What to do.
If a line of the records contains the word "jacket", list it.

Data section.

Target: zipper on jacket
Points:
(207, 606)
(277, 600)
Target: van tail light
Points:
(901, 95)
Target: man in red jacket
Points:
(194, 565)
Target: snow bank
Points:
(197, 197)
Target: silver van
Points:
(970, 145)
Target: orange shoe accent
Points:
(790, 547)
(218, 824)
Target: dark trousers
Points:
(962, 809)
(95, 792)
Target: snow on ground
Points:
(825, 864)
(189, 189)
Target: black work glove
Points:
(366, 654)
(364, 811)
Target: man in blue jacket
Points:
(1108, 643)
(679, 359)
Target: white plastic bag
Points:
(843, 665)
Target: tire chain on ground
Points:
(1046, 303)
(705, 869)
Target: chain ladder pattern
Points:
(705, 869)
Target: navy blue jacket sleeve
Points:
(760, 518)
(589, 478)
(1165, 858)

Response to the task.
Target: zipper on jacket
Target: man in red jacket
Target: man in blue jacket
Target: navy blue jacket sleeve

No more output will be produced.